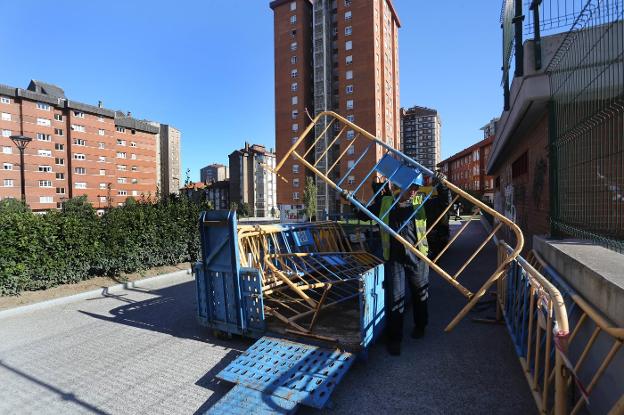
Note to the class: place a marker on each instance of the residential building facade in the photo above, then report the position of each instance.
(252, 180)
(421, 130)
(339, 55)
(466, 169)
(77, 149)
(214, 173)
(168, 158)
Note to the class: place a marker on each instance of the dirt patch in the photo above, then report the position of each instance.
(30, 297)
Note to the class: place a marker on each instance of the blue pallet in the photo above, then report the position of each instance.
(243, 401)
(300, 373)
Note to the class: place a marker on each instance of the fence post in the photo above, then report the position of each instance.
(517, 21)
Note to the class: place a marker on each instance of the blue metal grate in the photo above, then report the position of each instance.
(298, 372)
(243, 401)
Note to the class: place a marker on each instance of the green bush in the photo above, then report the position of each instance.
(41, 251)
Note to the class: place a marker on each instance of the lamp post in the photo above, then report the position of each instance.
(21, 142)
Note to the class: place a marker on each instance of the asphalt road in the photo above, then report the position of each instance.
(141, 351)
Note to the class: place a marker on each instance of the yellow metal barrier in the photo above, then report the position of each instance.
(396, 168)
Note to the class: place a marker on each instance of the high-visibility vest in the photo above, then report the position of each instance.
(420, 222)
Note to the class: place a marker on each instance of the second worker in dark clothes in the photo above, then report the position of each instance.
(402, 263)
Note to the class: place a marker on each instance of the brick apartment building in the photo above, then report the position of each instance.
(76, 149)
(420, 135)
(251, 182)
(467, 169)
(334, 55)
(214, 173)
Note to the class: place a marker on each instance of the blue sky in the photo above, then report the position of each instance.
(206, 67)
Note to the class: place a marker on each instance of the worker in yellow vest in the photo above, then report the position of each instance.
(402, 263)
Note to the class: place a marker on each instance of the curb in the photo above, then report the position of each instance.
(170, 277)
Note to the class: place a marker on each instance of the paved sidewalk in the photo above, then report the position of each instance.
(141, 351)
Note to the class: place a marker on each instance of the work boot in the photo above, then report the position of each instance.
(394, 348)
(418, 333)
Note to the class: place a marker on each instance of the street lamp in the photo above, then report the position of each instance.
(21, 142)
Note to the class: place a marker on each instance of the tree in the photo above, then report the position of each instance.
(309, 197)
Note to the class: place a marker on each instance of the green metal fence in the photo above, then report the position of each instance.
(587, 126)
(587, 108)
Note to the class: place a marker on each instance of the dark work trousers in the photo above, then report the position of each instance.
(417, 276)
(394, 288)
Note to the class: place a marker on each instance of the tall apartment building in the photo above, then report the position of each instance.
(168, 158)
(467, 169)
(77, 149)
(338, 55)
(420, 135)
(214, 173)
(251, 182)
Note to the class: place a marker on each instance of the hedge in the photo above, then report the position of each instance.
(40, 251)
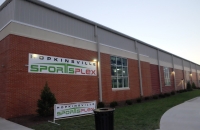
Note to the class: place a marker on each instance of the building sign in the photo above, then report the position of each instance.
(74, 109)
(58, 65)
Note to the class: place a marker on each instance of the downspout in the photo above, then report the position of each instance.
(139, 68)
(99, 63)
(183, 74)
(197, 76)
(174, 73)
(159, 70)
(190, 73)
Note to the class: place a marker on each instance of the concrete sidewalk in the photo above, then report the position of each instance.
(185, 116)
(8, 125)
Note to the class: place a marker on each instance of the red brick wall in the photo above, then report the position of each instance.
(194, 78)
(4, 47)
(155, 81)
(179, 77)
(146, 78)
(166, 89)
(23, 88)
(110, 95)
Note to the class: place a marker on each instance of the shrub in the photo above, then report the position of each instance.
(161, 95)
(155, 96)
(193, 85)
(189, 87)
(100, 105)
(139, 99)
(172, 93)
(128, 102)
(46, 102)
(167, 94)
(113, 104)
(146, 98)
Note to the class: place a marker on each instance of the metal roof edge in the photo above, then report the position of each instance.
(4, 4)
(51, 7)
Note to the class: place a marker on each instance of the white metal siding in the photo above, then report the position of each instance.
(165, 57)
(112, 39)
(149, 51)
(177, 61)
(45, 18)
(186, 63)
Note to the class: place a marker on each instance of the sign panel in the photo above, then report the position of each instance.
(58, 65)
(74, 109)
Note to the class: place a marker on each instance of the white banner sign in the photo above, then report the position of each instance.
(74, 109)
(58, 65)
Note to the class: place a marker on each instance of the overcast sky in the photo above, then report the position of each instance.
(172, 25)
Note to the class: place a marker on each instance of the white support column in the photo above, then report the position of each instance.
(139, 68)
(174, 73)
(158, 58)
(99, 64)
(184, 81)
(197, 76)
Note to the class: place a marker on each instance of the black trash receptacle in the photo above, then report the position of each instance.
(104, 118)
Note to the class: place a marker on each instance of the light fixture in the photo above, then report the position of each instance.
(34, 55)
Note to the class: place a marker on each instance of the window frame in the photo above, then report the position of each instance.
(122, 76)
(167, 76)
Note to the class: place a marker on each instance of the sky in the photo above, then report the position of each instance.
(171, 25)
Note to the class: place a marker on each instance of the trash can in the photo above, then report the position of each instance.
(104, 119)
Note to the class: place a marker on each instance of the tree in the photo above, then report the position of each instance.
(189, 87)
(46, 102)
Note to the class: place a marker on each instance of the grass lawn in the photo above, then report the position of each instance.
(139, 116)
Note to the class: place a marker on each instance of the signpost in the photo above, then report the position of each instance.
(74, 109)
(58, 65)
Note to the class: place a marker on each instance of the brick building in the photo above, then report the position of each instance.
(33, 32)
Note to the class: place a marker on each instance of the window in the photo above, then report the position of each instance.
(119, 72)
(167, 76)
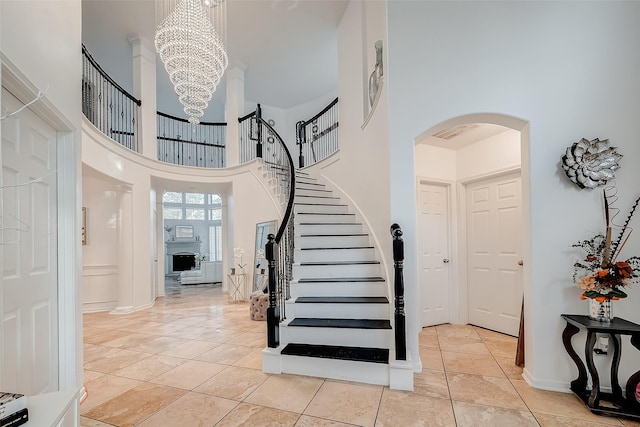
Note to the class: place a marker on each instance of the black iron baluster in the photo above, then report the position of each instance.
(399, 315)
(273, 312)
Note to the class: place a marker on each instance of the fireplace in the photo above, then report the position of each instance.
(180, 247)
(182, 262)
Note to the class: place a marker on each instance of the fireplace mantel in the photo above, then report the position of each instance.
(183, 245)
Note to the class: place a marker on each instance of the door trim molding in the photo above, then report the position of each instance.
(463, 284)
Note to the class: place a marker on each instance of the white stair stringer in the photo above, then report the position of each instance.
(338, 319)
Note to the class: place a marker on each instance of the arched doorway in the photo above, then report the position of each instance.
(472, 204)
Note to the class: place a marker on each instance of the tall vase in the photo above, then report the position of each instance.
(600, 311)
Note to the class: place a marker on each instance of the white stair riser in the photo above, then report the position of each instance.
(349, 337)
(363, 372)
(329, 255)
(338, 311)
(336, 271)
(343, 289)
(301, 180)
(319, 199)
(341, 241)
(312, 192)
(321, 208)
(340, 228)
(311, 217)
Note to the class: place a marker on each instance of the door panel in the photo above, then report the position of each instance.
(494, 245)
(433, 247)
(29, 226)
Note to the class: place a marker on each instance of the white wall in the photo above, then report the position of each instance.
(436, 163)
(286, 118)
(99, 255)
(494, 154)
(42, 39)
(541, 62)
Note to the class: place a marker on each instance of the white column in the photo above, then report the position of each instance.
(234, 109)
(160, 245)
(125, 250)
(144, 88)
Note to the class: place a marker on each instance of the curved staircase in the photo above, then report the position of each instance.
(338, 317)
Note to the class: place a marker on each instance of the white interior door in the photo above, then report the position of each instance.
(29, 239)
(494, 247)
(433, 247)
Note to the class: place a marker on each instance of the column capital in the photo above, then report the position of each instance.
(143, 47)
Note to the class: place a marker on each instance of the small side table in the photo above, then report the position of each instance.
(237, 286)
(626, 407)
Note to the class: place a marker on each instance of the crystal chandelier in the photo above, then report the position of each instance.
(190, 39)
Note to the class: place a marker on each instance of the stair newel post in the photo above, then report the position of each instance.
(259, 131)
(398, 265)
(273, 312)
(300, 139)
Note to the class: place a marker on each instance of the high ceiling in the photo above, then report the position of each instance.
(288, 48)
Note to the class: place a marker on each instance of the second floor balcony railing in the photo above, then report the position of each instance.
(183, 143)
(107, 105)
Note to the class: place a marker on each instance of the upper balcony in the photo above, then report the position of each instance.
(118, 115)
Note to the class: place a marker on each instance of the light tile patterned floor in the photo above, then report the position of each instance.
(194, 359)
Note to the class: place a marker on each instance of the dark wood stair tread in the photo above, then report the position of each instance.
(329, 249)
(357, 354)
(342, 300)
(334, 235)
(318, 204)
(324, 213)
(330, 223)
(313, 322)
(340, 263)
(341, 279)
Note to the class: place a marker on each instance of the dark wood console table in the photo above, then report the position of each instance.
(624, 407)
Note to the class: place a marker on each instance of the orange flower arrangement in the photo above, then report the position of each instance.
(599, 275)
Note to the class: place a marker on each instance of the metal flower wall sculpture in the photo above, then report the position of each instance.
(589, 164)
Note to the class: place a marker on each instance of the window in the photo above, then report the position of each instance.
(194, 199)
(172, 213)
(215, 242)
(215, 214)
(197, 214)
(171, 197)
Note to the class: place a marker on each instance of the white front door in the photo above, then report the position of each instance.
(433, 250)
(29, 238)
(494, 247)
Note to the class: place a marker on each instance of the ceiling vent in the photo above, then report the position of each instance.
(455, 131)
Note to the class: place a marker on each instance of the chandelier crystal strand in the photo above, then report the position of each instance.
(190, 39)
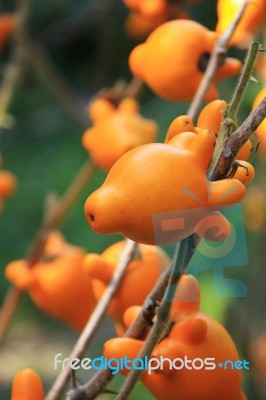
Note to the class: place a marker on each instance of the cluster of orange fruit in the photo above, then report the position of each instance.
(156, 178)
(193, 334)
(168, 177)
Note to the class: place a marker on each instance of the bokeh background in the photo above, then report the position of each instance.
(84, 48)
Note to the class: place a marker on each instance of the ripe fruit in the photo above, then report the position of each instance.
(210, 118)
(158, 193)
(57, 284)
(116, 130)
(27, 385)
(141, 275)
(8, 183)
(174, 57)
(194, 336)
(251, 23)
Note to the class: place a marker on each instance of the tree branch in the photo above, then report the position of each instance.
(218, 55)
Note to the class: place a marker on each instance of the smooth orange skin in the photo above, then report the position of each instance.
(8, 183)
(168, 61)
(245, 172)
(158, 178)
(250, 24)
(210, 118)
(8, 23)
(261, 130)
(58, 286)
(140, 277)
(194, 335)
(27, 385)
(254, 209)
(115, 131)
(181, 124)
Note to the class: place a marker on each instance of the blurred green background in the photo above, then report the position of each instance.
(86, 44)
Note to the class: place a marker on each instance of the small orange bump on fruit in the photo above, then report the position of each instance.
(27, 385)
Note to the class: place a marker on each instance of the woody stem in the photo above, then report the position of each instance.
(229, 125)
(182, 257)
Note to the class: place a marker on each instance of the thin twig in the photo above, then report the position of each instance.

+---+

• _YOUR TASK_: Output an exact copy of the lines beginning at the one that holds "of the blurred" and running through the final line of the records.

• _PROBLEM SOLUTION_:
Note to the class: place a marker on each instance of the blurred green background in the photo above, then report the position of each instance.
(86, 44)
Note to the class: place a marker on each instance of the small orange bump on fruit in the photo above, then report the position of each instance.
(27, 385)
Note to the class: place a marker on each instance of the woody stem in the photo above, then report the position of each instance.
(229, 125)
(182, 257)
Note to the class: place a marker on each instance of the thin twig in the photo above, then report the position of each instance.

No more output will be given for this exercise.